■ ПРИМЕНИТЕ ПРОЧИТАННОЕ:
(1) Ответьте на вопросы по отрывку о Галилее, пометив ответы теми же буквами:
(a) Чем заменили Галилею тюрьму после подписания «отречения»?
(b) Сколько лет прожил Галилей после суда?
(c) В каком году умер Галилей?
(2) Согласуются ли с отрывком о Галилее эти утверждения? На каждое ответьте «да» или «нет» и приведите дословно решающие слова текста.
(a) Свой труд по механике Галилей издал за границей.
(b) Потеряв зрение, Галилей прекратил научную работу.
(c) Перед тем как подписать текст «отречения», Галилей прочитал его вслух.
(3) Воспроизведите без изменений фрагмент отрывка о Галилее от слов «В оставшиеся восемь» до слов «полностью потерял зрение.».

■ ОТРЫВОК ТЕКСТА:
Семидесятилетний старец смиренно выслушал страшный приговор «коллегии святого судилища», объявлявший «ложной ересью и противоречащим религии» учение Коперника, а его, Галилея, повинным в том, что, несмотря на запреты и прямые указания, он защищал эту «ересь», за что ему полагается самое тяжелое наказание. Но если он, Галилей, сознает свою вину и чистосердечно раскается, он может избежать грозящей ему смерти: наказание ему заменяется пожизненным тюремным заключением, а Галилей, в благодарность за эту «милость», должен проклясть свои «заблуждения», никогда больше в «ереси» не впадать и даже доносить на тех, которые будут упорствовать в таких же «ересях».
Галилею был вручен текст «отречения», прочитав который вслух перед своими мучителями, он и подписал, получив взамен относительную свободу: вместо тюрьмы ему указали пребывать безвыездно в своем доме под надзором агентов инквизиции и читать покаянные молитвы.
В оставшиеся восемь лет своей жизни после суда Галилей, естественно, не только ни на кого повинного в «коперниканской ереси» не донес, но и сделал еще ряд важных научных открытий. Хотя годы, прожитые им в полутюремных условиях, после «отречения», и были полны горечи, он всеми силами содействовал укреплению новой науки, главным образом механики. Именно в это время Галилей создал одно из своих самых замечательных научных произведений по вопросам механики и даже осмелился издать этот труд за границей.
Он умер в 1642 г., до последней минуты оставаясь пленником инквизиции, но свои научные работы он — «этот упрямый Галилей», по меткому слову Пушкина, — тайно продолжал даже и после того, как полностью потерял зрение.

[Данные для указания областей]
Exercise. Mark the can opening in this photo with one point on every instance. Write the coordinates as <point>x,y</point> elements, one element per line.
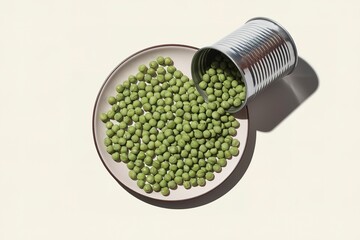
<point>201,62</point>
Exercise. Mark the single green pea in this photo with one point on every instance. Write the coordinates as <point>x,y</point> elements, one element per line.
<point>209,176</point>
<point>165,191</point>
<point>201,181</point>
<point>132,175</point>
<point>148,188</point>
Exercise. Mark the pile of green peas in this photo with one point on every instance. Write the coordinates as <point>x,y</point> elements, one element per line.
<point>223,83</point>
<point>163,130</point>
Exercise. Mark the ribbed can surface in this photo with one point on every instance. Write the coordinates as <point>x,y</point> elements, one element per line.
<point>261,49</point>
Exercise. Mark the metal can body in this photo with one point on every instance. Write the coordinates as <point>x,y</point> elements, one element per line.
<point>262,51</point>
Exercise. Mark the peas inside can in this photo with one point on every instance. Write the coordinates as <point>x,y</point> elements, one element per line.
<point>222,82</point>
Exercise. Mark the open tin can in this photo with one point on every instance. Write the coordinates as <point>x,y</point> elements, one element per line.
<point>261,49</point>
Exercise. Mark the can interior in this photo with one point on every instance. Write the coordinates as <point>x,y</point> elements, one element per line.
<point>201,61</point>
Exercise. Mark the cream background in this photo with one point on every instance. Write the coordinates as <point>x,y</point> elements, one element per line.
<point>303,181</point>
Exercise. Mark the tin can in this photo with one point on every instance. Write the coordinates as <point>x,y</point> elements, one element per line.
<point>261,49</point>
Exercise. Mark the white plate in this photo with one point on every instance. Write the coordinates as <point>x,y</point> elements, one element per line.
<point>182,56</point>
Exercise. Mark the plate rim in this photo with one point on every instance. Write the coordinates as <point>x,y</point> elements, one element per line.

■ ОТВЕТЫ ПО ЗАДАНИЯМ:
(1)
(a) Ему указали пребывать безвыездно в своем доме под надзором агентов инквизиции и читать покаянные молитвы.
(b) Восемь лет.
(c) В 1642 г.

(2)
(a) Да: «даже осмелился издать этот труд за границей».
(b) Нет: «тайно продолжал даже и после того, как полностью потерял зрение».
(c) Да: «прочитав который вслух перед своими мучителями, он и подписал».

(3)
В оставшиеся восемь лет своей жизни после суда Галилей, естественно, не только ни на кого повинного в «коперниканской ереси» не донес, но и сделал еще ряд важных научных открытий. Хотя годы, прожитые им в полутюремных условиях, после «отречения», и были полны горечи, он всеми силами содействовал укреплению новой науки, главным образом механики. Именно в это время Галилей создал одно из своих самых замечательных научных произведений по вопросам механики и даже осмелился издать этот труд за границей.
Он умер в 1642 г., до последней минуты оставаясь пленником инквизиции, но свои научные работы он — «этот упрямый Галилей», по меткому слову Пушкина, — тайно продолжал даже и после того, как полностью потерял зрение.